Stated problem a:
In the records, express the stretch from the line containing "segment --target flower" through the line containing "[[32,98],[24,96],[22,100],[23,106],[30,112],[35,112],[36,107]]" as a JSON list of strings with one string per line, leaving out blank lines.

1

I have two variables that are supposed to correlate with each other across the whole dataset, but as you can see in the scatter plot below, it appears that I have a mix of two sub-samples.

One in which the variables correlate perfectly with each other (i.e. data points falls on the regression line) and a bigger chunk in which the two variables are not correlated as much.

enter image description here

I'd like to select data points for which the two variables correlates perfectly which other. I tried to fit a simple regression line and remove outliers based on cook's distance > 4/n. (see the scatter plot below)

enter image description here

Also tried singular value decomposition to no avail!

This should be pretty basic with numerous ways to resolve it; Still I am wondering what would be the best approach for selecting only data points with perfect correlation across the two variables. Any ideas in R or python is much appreciated!

whuber
  • 281,159
  • 54
  • 637
  • 1,101
RJF
  • 263
  • 1
  • 2
  • 8
  • 1
    For these data, fitting a two-component Gaussian mixture model looks attractive. There is no "best approach" for fitting *perfect* correlation, because there are so many solutions: indeed, select any pair of points having distinct coordinates: their correlation will be $\pm 1.$ – whuber May 27 '21 at 15:48
  • 1
    Could you add *why* you want to do this? If the application is clear, a better alternative might be suggested. One potential goal of your suggested approach that came to mind has an excellent answer by the wizard above: https://stats.stackexchange.com/a/313138/176202 – Frans Rodenburg May 27 '21 at 16:09
  • @FransRodenburg: Thank you both for your comments. I have constructed a model that appears to generalize very well when applied to only a portion of my validation set. I have some assumptions about this sub-sample that I'd like to investigate further (for example, I expect this sub-sample to have the same ethnicity as my training and test set - a confounder that has not been corrected appropriately when building the model). My model can be summarized as a single score (var.1) that supposed to correlate perfectly with another score (var.2) for the whole dataset. – RJF May 27 '21 at 17:51
  • I'd like to identify the data points that fall on the regression line with an intercept of zero. I hope that makes sense, though! – RJF May 27 '21 at 17:52

0 Answers0

[Named region outline records]
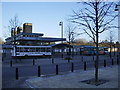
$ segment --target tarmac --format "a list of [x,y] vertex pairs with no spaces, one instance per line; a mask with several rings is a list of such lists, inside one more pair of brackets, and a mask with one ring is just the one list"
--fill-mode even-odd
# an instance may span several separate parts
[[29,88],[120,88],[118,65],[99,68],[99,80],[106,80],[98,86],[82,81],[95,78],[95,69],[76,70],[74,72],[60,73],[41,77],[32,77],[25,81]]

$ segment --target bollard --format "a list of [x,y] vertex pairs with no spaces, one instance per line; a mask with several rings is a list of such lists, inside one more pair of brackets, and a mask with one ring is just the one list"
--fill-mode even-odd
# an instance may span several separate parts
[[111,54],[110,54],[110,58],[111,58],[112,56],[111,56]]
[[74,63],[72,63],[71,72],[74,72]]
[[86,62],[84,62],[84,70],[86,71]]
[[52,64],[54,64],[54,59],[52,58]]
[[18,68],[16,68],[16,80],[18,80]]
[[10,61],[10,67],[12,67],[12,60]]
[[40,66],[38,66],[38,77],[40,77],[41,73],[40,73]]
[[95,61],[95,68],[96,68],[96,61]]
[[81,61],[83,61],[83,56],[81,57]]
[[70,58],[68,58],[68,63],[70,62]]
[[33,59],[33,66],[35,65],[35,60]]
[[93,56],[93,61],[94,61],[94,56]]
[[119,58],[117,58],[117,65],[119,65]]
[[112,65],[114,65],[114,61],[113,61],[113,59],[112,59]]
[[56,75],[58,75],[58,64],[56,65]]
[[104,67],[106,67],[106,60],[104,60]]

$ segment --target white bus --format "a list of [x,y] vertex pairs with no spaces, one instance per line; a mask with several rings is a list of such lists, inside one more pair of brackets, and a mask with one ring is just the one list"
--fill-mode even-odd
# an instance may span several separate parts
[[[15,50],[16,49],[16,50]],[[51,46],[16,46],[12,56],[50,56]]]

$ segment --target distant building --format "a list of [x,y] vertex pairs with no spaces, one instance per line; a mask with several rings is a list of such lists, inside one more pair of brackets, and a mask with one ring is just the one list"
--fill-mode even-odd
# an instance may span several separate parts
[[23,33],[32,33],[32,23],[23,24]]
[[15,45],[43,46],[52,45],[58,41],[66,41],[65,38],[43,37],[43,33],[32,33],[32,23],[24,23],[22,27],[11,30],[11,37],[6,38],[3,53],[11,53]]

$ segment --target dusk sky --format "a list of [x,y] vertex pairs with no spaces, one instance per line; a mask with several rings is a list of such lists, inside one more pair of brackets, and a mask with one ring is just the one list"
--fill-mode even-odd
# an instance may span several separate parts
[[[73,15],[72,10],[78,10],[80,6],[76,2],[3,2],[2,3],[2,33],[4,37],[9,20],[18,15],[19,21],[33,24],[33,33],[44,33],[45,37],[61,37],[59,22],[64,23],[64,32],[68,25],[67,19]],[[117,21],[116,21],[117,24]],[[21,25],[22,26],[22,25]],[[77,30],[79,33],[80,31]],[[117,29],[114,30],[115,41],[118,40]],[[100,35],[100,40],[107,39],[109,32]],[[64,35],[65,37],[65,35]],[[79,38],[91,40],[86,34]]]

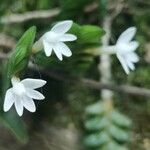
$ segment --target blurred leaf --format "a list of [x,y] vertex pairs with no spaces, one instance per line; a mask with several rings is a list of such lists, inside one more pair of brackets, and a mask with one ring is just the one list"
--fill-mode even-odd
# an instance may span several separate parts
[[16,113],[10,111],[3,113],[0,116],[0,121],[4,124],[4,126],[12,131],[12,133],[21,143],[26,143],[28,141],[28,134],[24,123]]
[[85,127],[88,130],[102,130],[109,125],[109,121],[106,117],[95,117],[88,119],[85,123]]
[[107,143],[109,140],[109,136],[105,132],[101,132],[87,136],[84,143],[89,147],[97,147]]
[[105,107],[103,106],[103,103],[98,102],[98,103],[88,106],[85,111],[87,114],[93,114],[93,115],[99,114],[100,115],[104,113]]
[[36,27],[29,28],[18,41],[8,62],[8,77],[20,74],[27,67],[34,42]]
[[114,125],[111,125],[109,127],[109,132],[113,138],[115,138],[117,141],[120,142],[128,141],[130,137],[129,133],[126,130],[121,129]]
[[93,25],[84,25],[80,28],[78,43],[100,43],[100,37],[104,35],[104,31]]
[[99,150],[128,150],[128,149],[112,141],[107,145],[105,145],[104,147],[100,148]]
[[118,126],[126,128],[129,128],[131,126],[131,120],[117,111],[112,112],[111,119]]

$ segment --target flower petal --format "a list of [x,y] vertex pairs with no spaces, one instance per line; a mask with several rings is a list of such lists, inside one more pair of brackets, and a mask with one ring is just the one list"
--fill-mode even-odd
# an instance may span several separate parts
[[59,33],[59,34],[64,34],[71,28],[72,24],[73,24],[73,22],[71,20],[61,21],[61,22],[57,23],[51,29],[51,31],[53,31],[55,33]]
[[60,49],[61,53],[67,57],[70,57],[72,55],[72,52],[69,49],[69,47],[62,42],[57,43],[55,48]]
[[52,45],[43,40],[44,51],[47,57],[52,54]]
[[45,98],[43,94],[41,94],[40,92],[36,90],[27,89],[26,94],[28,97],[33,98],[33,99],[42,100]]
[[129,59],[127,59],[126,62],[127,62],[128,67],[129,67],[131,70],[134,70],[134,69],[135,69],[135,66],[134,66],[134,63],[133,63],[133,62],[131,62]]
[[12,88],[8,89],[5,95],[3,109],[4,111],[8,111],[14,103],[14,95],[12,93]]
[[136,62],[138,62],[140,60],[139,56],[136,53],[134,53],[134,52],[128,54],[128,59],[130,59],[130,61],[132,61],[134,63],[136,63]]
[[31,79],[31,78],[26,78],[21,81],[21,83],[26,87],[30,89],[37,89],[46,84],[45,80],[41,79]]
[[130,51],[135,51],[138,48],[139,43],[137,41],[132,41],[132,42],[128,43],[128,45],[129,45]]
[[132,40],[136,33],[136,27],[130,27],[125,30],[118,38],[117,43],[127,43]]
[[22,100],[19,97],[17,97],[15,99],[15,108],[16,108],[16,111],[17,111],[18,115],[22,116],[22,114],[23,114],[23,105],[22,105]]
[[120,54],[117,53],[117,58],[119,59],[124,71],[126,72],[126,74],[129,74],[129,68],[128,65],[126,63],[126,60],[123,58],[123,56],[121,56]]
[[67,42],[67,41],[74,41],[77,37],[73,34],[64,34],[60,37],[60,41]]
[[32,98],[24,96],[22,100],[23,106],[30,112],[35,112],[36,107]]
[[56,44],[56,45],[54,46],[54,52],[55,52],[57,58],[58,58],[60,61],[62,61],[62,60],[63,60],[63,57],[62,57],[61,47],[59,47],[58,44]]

Stated problem b:
Condense the paragraph in the forum thread beginning "This should be pretty basic" into one shorter sentence that keeps its main facts.

Worked solution a:
[
  "$ segment --target flower petal --format \"a list of [x,y] vertex pairs with no spaces, one instance per line; a mask with several rings is a list of such lists, inside one more pair of brackets, and a mask with one ring is just the one list\"",
  "--fill-mode even-odd",
  "# an instance may span several separate parts",
  "[[59,33],[59,34],[64,34],[71,28],[72,24],[73,24],[73,22],[71,20],[61,21],[61,22],[57,23],[51,29],[51,31],[53,31],[55,33]]",
  "[[60,49],[61,53],[67,57],[70,57],[72,55],[72,52],[69,49],[69,47],[62,42],[57,43],[55,48]]",
  "[[52,45],[43,40],[44,51],[47,57],[52,54]]",
  "[[45,98],[43,94],[41,94],[40,92],[36,90],[27,89],[26,94],[28,97],[33,98],[33,99],[42,100]]",
  "[[129,59],[127,59],[126,62],[127,62],[128,67],[129,67],[131,70],[134,70],[134,69],[135,69],[135,66],[134,66],[134,63],[133,63],[133,62],[131,62]]",
  "[[12,88],[8,89],[5,95],[3,109],[4,111],[8,111],[14,103],[14,95],[12,93]]",
  "[[136,62],[138,62],[140,60],[139,56],[136,53],[134,53],[134,52],[128,54],[128,59],[130,59],[130,61],[132,61],[134,63],[136,63]]",
  "[[31,79],[31,78],[26,78],[21,81],[21,83],[26,87],[30,89],[37,89],[46,84],[45,80],[41,79]]",
  "[[130,51],[135,51],[138,48],[139,43],[137,41],[132,41],[132,42],[128,43],[128,45],[129,45]]",
  "[[132,40],[136,33],[136,27],[130,27],[125,30],[118,38],[117,43],[127,43]]",
  "[[22,100],[19,97],[17,97],[15,99],[15,108],[16,108],[16,111],[17,111],[18,115],[22,116],[22,114],[23,114],[23,105],[22,105]]",
  "[[120,54],[117,53],[117,58],[119,59],[124,71],[126,72],[126,74],[129,74],[129,68],[128,65],[126,63],[126,60],[123,58],[123,56],[121,56]]",
  "[[67,42],[67,41],[74,41],[77,37],[73,34],[64,34],[60,37],[60,41]]",
  "[[32,98],[24,96],[22,100],[23,106],[30,112],[35,112],[36,107]]"
]

Worked solution b:
The poster considers the problem basic and solvable in many ways but asks for the best approach to selecting only the data points where the two variables correlate perfectly, welcoming ideas in R or Python.